*Problem to work on*:
Extract the liquid crystal device claims that follow and reproduce them in full, word for word.

*Given passage*:
□ □ □

2. The liquid crystal device according to claim 1, wherein each of
the plurality of heating units is driven independently.
3. The liquid crystal device according to claim 1, comprising a
voltage input pad and a voltage output pad, and the plurality of
heating units coupled to the voltage input pad and the voltage
output pad.
4. The liquid crystal device according to claim 3, wherein the
heater is coupled to the voltage input pad and the voltage output
pad.
5. The liquid crystal device according to claim 4, wherein the
switch element comprises a first end, a second end, and a third
end, the first end is configured to receive a control signal, the
second end is coupled to the voltage input pad, and the heater is
coupled to the third end and the voltage output pad.
6. The liquid crystal device according to claim 3, comprising a
voltage input line and a voltage output line, and the voltage input
line coupled to the plurality of heating units and the voltage
input pad, and the voltage output line coupled to the plurality of
heating units and the voltage output pad.

□ □ □

*Data shown*:
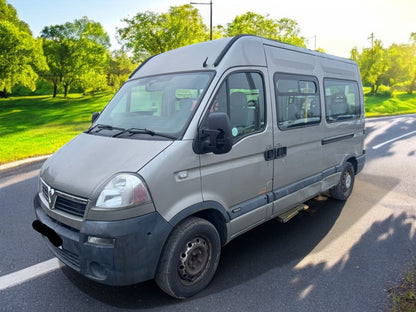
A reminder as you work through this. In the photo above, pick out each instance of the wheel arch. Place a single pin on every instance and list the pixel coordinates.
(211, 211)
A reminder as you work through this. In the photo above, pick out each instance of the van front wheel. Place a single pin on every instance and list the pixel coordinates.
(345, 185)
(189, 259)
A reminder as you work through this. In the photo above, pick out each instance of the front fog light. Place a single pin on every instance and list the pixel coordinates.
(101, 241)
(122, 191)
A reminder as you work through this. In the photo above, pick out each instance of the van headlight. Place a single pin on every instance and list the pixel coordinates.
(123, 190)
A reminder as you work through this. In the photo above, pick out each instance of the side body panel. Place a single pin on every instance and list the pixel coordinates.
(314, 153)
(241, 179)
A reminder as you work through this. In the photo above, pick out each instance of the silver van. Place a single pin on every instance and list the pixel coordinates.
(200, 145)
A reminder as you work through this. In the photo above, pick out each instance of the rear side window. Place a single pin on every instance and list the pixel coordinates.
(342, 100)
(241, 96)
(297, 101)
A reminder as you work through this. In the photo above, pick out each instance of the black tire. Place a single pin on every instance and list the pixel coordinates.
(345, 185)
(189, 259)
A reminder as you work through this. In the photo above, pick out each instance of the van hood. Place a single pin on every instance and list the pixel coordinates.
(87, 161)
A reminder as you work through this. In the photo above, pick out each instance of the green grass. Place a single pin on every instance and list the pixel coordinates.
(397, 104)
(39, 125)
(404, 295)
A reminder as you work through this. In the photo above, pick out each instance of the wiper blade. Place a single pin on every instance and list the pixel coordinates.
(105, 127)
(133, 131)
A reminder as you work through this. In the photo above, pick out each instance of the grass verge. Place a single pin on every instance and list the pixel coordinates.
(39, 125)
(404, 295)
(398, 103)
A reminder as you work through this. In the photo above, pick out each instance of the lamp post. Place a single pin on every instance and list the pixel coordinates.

□ □ □

*Problem solution*:
2. The liquid crystal device according to claim 1, wherein each of
the plurality of heating units is driven independently.
3. The liquid crystal device according to claim 1, comprising a
voltage input pad and a voltage output pad, and the plurality of
heating units coupled to the voltage input pad and the voltage
output pad.
4. The liquid crystal device according to claim 3, wherein the
heater is coupled to the voltage input pad and the voltage output
pad.
5. The liquid crystal device according to claim 4, wherein the
switch element comprises a first end, a second end, and a third
end, the first end is configured to receive a control signal, the
second end is coupled to the voltage input pad, and the heater is
coupled to the third end and the voltage output pad.
6. The liquid crystal device according to claim 3, comprising a
voltage input line and a voltage output line, and the voltage input
line coupled to the plurality of heating units and the voltage
input pad, and the voltage output line coupled to the plurality of
heating units and the voltage output pad.